=== Document excerpt ===

Opinion
4:18-CV-7-PPS
07-20-2021
OPINION AND ORDER
PHILIP P. SIMON, JUDGE.
Both parties already moved for summary judgment in this case, and I denied both motions. [DE 70.] In the process, I invited more robust briefing on whether the insurance policy at issue here is covered by ERISA. Seven Corners responded with another motion for summary judgment. [DE 71.] This time, it has presented me with facts showing that Dr. Griffin cannot pursue this claim on behalf of her patient because she did not get the consent of the plan administrator, Seven Corners. The law is clear that this misstep dooms this litigation, and so, I will grant summary judgment.

=== Problem description ===
Write out the passage of the court opinion starting at "Both parties already" and ending at "grant summary judgment.", word for word. Rely only on the court opinion above.

=== Referring-expression pointing data ===

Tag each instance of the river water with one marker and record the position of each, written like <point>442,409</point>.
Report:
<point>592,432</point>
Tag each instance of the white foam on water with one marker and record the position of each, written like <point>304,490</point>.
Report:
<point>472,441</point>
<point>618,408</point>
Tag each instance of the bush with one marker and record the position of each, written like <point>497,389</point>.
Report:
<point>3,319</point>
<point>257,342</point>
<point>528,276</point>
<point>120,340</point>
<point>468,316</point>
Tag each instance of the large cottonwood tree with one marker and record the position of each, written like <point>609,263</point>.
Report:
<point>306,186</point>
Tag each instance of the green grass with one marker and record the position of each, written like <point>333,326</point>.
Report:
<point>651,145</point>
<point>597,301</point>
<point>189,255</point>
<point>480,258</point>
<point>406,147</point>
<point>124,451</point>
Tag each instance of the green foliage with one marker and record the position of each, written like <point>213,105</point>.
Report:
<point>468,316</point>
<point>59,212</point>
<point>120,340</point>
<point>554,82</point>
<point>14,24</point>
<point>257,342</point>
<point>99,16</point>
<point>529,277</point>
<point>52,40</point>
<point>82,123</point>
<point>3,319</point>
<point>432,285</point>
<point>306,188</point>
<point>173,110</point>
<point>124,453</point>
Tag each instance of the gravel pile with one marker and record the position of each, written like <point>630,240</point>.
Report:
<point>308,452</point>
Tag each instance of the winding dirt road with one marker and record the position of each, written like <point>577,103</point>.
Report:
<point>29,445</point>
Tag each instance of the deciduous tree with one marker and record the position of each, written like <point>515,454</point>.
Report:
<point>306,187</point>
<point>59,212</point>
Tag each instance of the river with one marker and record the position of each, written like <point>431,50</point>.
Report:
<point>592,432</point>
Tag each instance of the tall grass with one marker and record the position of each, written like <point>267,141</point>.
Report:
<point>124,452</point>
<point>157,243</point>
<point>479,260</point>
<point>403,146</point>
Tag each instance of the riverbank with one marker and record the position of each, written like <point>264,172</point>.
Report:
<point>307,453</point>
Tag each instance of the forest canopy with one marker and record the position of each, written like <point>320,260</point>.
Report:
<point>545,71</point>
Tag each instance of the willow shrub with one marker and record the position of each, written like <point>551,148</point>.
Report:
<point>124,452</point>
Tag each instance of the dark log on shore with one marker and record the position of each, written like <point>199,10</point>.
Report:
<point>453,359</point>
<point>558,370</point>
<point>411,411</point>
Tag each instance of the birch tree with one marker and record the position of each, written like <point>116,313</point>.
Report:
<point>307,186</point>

=== The answer ===
Both parties already moved for summary judgment in this case, and I denied both motions. [DE 70.] In the process, I invited more robust briefing on whether the insurance policy at issue here is covered by ERISA. Seven Corners responded with another motion for summary judgment. [DE 71.] This time, it has presented me with facts showing that Dr. Griffin cannot pursue this claim on behalf of her patient because she did not get the consent of the plan administrator, Seven Corners. The law is clear that this misstep dooms this litigation, and so, I will grant summary judgment.